=== Problema assegnato 1 ===
Nell'articolo sulla Biennale di Venezia, quale albero che dava ristoro al padiglione svizzero è morto l'anno scorso?
=== Problema assegnato 2 ===
Riscrivi in forma di elenco puntato il paragrafo dell'articolo sulla Biennale di Venezia che inizia con "I curatori e le curatrici del padiglione svizzero", conservandone i fatti principali.
=== Problema assegnato 3 ===
Prosegui l'articolo sulla Biennale di Venezia a partire dall'ultima frase riportata.

A Venezia per un intreccio tra le proposte di Biennale Architettura, The laboratory of the future curata da Lesley Lokko, e due spettacoli di Biennale Teatro, Anima di Noémie Goudal e Maëlle Poésy e Milk, di Bashar Murkus
I curatori e le curatrici del padiglione svizzero hanno pensato che il gesto più appropriato per interpretare la call di Biennale Architettura 2023, The laboratory of the future, fosse quello di abbattere il muro d’ambito che lo separa dall’omologo venezuelano. «Noi concepiamo i due padiglioni come una continuità spaziale. Vogliamo aprire un varco nel muro di mattoni del cortile svizzero (i curatori venezuelani ne sono stati informati)». Siamo in uno spazio che racconta nient’altro se non sé stesso e la sua storia alla prova del presente: che senso hanno i confini di un’architettura che rappresenta un’entità nazionale, nell’ambito di una rassegna culturale come Biennale, di fronte ai fenomeni migratori, o alla gentrificazione delle città come Venezia? Lo stato di fatto dell’edificio è materiale critico, il cemento, i mattoni, la luce, le alberature. «Per decenni le fronde di questi alberi hanno offerto la loro ombra. Il platano che dava ristoro al Padiglione svizzero è morto l’anno scorso. Abbiamo lasciato in piedi parte del tronco […] Gli alberi vicini sanno bene che il loro compagno è morto».
Proprio mentre sostiamo davanti alla scucitura della cortina, un richiamo vibrante nella tasca dà il La al gesto automatizzato: afferra, sblocca, scrolla, assorbit* all’istante in un’eterotopia che destruttura il qui e ora della fruizione. Oltre alle news, meme ed emoji generate a tempo di record annunciano l’ennesima deformità nella storia politica di un Paese martoriato da sé stesso, dalle sue oligarchie sanguinose, da una nozione di potere atavica e brutale. Restiamo bloccati davanti a quel muro sventrato, che ora appare più bidimensionale, leggero, pretenzioso. Una compagna privata di mercenari sanguinari, le pelli assurdamente maculate di iconografie naziste o nazistoidi, marcia verso la capitale russa, contro quello stesso regime bolso e siliconato che se ne è servito per macellare nemici vicini e lontani. A Mosca, a Mosca! Pochi metri più in là, il padiglione russo è ancora sigillato, per la seconda volta dopo l’edizione 2022 di Biennale Arte, Il latte dei sogni.

=== Materiale estratto ===
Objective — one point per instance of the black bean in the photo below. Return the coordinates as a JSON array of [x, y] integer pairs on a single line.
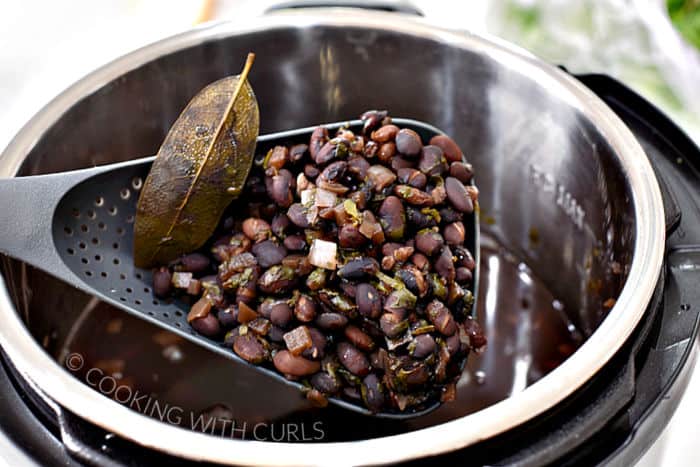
[[359, 338], [256, 229], [280, 314], [269, 253], [279, 189], [372, 119], [385, 133], [392, 325], [408, 142], [305, 309], [162, 282], [373, 392], [195, 263], [359, 268], [325, 383], [297, 152], [424, 345], [429, 242], [444, 265], [318, 347], [432, 161], [350, 237], [318, 138], [334, 172], [440, 316], [288, 364], [207, 325], [448, 146], [463, 275], [412, 177], [458, 195], [368, 300], [454, 233], [386, 152], [461, 171], [331, 321], [351, 358], [250, 348], [392, 217]]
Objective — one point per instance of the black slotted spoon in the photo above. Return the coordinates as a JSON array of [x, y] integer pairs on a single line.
[[78, 227]]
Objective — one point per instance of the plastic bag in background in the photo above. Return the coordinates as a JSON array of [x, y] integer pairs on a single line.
[[631, 40]]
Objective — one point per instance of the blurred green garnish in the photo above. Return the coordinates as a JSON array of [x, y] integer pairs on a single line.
[[685, 15]]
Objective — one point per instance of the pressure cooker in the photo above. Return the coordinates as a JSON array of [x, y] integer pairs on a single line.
[[590, 265]]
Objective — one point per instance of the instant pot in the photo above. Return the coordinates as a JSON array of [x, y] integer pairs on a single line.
[[590, 265]]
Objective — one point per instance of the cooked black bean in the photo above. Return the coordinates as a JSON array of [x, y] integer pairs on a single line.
[[297, 152], [373, 392], [359, 338], [207, 325], [288, 364], [269, 253], [440, 316], [412, 177], [350, 237], [359, 268], [382, 324], [325, 383], [385, 133], [458, 195], [424, 345], [444, 265], [448, 146], [318, 345], [429, 242], [432, 161], [368, 300], [408, 142], [392, 217], [386, 152], [305, 309], [463, 275], [461, 171], [250, 348], [331, 321], [351, 358]]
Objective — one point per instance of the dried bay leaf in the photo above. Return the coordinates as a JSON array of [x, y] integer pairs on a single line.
[[200, 168]]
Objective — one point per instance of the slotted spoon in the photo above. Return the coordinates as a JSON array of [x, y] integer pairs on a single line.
[[78, 226]]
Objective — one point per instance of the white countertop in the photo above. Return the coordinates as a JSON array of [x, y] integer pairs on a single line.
[[45, 46]]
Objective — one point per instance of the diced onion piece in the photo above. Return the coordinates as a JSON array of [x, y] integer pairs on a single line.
[[323, 254], [325, 198]]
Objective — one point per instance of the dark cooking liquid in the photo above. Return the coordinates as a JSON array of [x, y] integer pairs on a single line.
[[163, 376]]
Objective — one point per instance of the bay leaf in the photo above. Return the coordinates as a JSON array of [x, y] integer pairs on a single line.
[[200, 168]]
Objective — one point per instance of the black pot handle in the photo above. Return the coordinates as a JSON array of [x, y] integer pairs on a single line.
[[656, 124], [396, 6]]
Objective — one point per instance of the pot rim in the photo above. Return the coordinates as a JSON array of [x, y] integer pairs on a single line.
[[37, 366]]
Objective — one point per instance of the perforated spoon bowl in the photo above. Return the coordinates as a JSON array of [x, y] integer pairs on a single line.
[[78, 227]]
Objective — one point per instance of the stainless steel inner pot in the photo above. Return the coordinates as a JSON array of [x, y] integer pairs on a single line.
[[564, 185]]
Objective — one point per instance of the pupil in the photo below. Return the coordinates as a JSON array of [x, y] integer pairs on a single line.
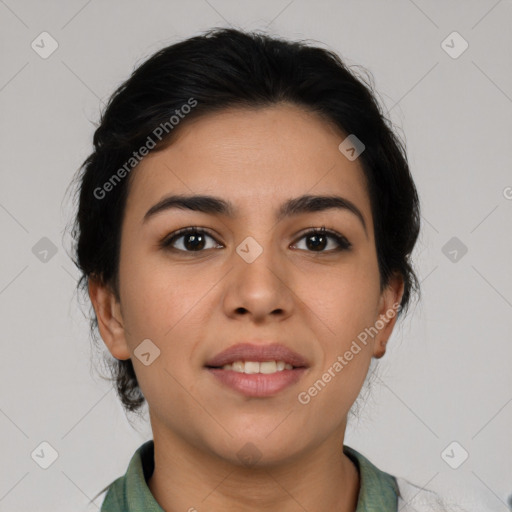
[[196, 241], [316, 244]]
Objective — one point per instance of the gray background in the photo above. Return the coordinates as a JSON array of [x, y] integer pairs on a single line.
[[447, 374]]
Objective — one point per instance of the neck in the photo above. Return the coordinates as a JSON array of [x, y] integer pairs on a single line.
[[186, 478]]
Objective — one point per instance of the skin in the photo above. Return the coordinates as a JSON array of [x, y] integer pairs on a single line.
[[193, 305]]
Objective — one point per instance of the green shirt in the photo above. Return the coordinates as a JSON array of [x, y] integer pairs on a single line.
[[130, 492]]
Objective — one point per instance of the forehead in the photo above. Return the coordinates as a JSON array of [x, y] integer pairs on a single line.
[[255, 158]]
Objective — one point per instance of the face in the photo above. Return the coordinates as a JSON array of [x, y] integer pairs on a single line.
[[248, 275]]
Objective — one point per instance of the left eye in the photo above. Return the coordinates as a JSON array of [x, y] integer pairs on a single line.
[[318, 239]]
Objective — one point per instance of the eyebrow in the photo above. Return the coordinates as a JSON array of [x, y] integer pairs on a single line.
[[218, 206]]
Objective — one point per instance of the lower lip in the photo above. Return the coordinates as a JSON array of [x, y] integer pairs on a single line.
[[258, 384]]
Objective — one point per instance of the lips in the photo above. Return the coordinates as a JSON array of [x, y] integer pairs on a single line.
[[257, 353]]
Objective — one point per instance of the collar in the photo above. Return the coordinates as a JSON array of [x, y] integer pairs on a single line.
[[130, 492]]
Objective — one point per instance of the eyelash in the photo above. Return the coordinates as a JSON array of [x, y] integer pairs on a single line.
[[343, 243]]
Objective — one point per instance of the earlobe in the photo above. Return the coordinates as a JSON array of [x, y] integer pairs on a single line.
[[110, 321], [389, 306]]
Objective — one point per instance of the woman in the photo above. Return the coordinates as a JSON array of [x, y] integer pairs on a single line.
[[244, 230]]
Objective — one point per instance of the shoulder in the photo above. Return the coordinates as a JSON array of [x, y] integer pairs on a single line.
[[95, 504]]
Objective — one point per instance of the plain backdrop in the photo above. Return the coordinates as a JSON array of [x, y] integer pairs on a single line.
[[447, 374]]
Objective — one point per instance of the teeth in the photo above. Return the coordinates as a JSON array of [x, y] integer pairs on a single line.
[[251, 367]]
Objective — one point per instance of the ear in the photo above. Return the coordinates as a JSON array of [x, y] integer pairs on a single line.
[[110, 320], [389, 305]]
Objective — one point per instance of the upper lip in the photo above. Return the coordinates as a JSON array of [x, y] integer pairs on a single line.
[[259, 353]]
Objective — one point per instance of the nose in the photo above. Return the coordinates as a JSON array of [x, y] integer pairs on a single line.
[[259, 284]]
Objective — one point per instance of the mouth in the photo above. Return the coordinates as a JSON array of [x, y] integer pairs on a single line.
[[257, 370], [253, 367]]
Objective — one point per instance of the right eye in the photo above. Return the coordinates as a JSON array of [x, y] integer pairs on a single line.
[[191, 239]]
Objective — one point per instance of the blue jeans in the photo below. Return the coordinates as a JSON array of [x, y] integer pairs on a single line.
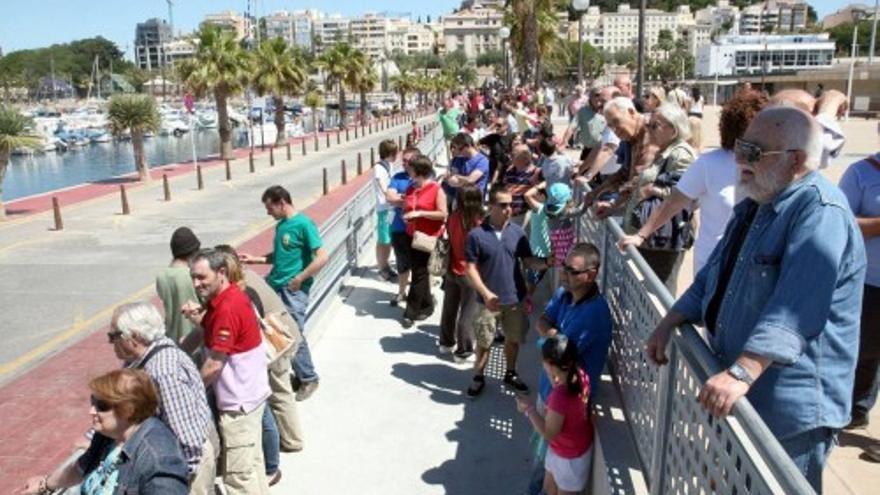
[[297, 303], [271, 442], [809, 450]]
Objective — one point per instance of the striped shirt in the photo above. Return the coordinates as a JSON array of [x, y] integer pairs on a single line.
[[183, 405]]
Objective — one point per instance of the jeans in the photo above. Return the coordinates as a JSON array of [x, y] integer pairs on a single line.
[[271, 443], [809, 450], [866, 381], [297, 302]]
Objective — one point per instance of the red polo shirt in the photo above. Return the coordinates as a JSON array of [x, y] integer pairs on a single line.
[[230, 323]]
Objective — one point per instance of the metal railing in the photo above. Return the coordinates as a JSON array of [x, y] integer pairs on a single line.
[[682, 448], [348, 232]]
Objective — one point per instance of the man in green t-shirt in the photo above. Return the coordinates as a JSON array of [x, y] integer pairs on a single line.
[[297, 256]]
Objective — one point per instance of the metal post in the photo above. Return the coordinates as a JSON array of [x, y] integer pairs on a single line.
[[56, 209], [125, 209]]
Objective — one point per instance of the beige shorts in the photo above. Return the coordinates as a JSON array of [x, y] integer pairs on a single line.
[[513, 321]]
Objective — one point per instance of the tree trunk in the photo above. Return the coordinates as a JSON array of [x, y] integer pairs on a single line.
[[280, 138], [223, 123], [4, 161], [140, 162]]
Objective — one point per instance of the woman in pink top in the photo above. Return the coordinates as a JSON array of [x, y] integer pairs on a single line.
[[566, 425]]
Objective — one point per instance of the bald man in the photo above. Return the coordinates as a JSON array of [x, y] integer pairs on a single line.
[[781, 294], [826, 110]]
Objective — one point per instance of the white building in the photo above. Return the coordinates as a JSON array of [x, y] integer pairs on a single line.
[[754, 55], [473, 30]]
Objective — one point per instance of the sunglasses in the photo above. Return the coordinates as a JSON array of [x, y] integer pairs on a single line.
[[572, 271], [751, 153], [100, 405]]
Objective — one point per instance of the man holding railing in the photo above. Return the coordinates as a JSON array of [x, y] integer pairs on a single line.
[[781, 294]]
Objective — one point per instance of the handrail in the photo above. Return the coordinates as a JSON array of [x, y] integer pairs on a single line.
[[659, 403]]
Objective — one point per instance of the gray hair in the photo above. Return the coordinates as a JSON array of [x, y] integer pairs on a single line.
[[677, 118], [139, 319], [621, 103]]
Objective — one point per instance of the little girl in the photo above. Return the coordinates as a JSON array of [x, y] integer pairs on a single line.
[[566, 425]]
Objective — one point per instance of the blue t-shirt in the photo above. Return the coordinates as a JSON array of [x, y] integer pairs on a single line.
[[861, 186], [400, 182], [497, 259], [588, 323]]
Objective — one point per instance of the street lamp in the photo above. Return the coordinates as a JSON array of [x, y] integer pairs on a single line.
[[580, 6], [504, 33]]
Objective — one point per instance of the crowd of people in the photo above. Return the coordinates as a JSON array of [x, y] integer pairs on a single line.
[[780, 260]]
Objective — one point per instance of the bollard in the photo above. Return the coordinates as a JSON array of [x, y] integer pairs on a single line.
[[125, 208], [56, 209], [166, 187]]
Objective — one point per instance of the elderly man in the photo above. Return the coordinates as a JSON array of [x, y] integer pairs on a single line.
[[137, 334], [781, 293]]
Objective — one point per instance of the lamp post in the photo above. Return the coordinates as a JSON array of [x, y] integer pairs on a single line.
[[580, 6], [504, 34]]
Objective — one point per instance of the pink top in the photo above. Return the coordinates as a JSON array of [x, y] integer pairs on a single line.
[[576, 436]]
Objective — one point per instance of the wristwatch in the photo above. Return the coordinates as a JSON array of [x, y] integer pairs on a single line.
[[737, 371]]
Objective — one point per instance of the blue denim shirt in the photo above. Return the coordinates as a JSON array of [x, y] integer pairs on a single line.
[[794, 296], [150, 461]]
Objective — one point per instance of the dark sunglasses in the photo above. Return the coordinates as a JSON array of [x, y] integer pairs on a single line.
[[100, 405], [751, 153], [571, 271]]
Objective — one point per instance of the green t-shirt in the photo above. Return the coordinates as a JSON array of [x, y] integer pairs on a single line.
[[296, 240]]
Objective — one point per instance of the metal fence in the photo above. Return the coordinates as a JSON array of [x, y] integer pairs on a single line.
[[682, 448], [348, 232]]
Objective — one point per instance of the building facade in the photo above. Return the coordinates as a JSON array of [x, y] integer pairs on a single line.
[[765, 54], [149, 40]]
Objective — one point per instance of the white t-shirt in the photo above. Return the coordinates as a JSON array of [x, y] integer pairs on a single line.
[[381, 179], [711, 180]]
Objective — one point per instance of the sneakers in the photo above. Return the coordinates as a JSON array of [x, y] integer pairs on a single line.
[[477, 386], [388, 274], [512, 380], [306, 390]]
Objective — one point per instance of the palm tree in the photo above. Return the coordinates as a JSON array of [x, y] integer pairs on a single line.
[[314, 100], [139, 114], [219, 67], [341, 65], [278, 71], [15, 132]]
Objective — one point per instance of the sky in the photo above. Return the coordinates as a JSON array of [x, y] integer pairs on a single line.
[[38, 23]]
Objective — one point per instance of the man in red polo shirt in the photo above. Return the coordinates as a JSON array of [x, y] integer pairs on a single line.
[[235, 366]]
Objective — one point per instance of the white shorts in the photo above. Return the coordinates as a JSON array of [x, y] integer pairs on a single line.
[[570, 475]]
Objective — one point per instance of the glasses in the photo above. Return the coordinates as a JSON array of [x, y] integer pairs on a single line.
[[751, 153], [572, 271], [100, 405]]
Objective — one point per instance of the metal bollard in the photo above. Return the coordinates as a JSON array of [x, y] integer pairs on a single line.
[[56, 209], [125, 208]]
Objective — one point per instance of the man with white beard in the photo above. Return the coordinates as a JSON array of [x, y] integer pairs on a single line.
[[781, 293]]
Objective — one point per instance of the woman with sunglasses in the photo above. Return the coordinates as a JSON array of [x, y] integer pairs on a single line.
[[132, 451], [664, 249]]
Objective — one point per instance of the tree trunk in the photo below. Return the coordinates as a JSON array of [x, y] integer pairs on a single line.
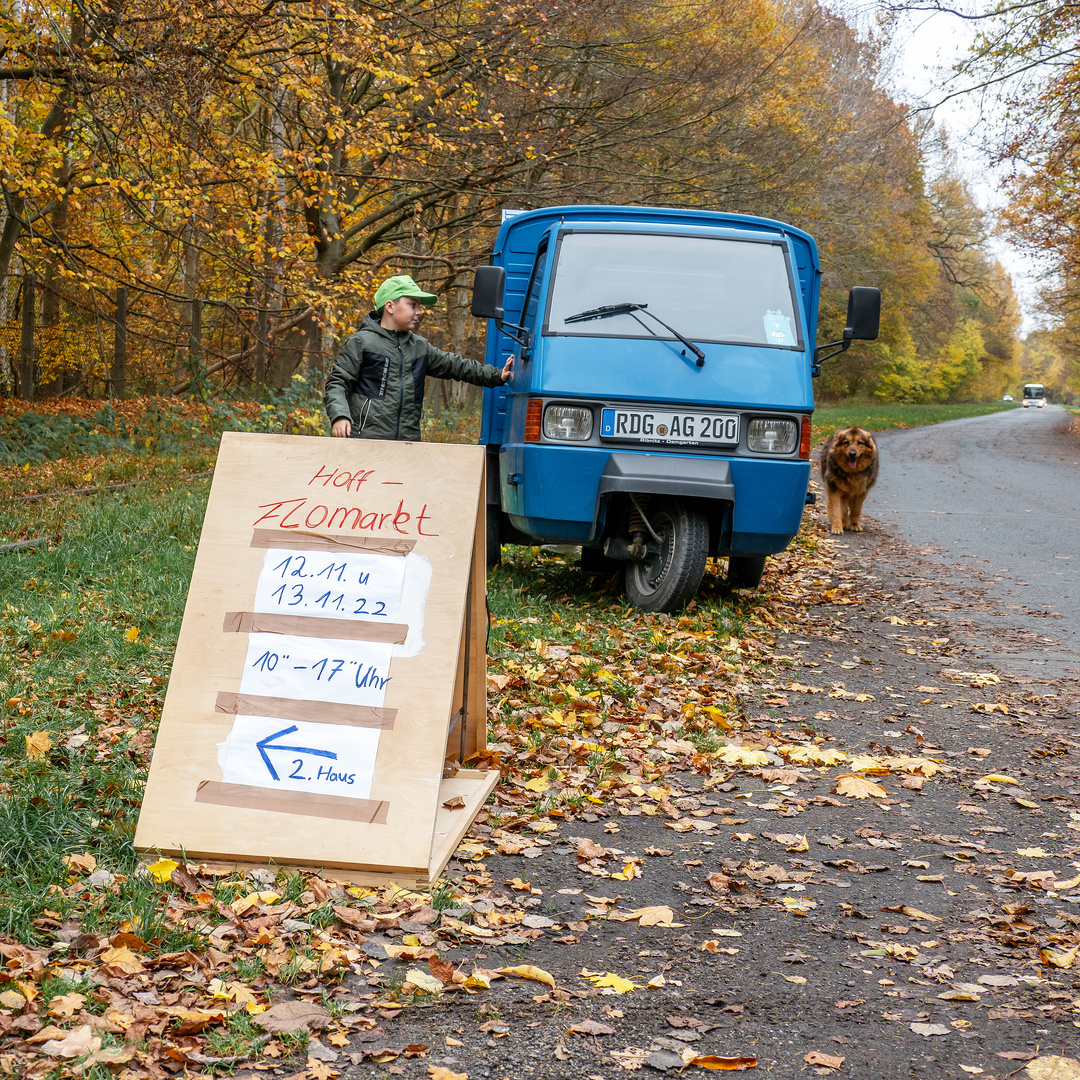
[[26, 368], [119, 374]]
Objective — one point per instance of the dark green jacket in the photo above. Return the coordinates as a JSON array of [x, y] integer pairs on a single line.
[[377, 380]]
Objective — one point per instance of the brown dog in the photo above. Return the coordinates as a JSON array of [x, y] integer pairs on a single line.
[[849, 464]]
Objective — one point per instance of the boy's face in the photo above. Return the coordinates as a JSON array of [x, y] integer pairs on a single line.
[[402, 314]]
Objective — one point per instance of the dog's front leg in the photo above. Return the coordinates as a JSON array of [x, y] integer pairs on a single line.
[[834, 502], [856, 513]]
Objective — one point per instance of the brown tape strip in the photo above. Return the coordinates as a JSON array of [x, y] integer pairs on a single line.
[[316, 541], [305, 804], [302, 625], [312, 712]]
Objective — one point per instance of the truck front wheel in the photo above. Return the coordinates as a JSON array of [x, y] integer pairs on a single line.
[[669, 579]]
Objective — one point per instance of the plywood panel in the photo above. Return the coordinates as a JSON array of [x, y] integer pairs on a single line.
[[293, 526]]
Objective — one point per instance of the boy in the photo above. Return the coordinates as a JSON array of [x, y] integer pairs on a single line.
[[375, 389]]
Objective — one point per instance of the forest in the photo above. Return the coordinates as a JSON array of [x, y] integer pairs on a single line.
[[203, 197]]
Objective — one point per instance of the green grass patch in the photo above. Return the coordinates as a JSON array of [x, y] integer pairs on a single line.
[[88, 626], [880, 417]]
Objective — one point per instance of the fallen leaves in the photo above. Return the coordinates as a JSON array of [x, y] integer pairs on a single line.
[[858, 787], [1053, 1067], [527, 971]]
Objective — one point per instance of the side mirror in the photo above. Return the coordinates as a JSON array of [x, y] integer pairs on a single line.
[[864, 313], [488, 284]]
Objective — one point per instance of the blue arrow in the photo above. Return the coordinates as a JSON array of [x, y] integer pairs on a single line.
[[265, 744]]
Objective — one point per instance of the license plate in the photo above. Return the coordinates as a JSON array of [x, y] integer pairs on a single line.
[[663, 426]]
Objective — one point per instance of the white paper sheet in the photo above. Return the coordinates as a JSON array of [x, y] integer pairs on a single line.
[[298, 756], [316, 669]]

=== Risultato esercizio 1 ===
Il platano.

=== Risultato esercizio 2 ===
- Per interpretare la call di Biennale Architettura 2023, The laboratory of the future, i curatori e le curatrici del padiglione svizzero hanno scelto di abbattere il muro d'ambito che lo separa dal padiglione venezuelano.
- I due padiglioni sono concepiti come una continuità spaziale, con un varco aperto nel muro di mattoni del cortile svizzero. I curatori venezuelani ne sono stati informati.
- Lo spazio racconta solo sé stesso e la propria storia alla prova del presente. Si interroga sul senso dei confini di un'architettura che rappresenta un'entità nazionale, di fronte ai fenomeni migratori e alla gentrificazione di città come Venezia.
- Lo stato di fatto dell'edificio (cemento, mattoni, luce, alberature) diventa materiale critico.
- Il platano che ombreggiava il padiglione è morto l'anno scorso, e ne è stata lasciata in piedi parte del tronco.

=== Risultato esercizio 3 ===
Il presente è contenibile nella perfezione di un disegno curatoriale, anche dove questo è più che mai capace di recepirne le emergenze, di scandagliarlo criticamente, di sublimarlo in cortocircuiti situazionali che ne rivelano la mutua permeabilità? Forse mai come quest’anno una Biennale Architettura è stata attraversata da una militanza organica e limpidamente destabilizzante, aperta a mettere in primis sé stessa in discussione, facendosi cassa di risonanza per un presente che fluisce come un dripping inebriante di immagini e informazioni; forse mai come in questi giorni, o forse è solo un’allucinazione da recentismo digital, la realtà si è prodotta in spettacolarizzazioni abominevoli, sinistramente ammirevoli, fuori scala delle sue contraddizioni, dai funerali di Stato di Berlusconi alla tragicommedia russa. In fondo anche noi siamo parte del “gran teatrino”, mentre scrolliamo compulsivamente, mentre prestiamo la vita alla routine delle kermesse culturali, concorrendo a farcire Venezia e le sue acque di quello sciame predatorio che va e viene, consuma e abbandona la città come una nave che affonda.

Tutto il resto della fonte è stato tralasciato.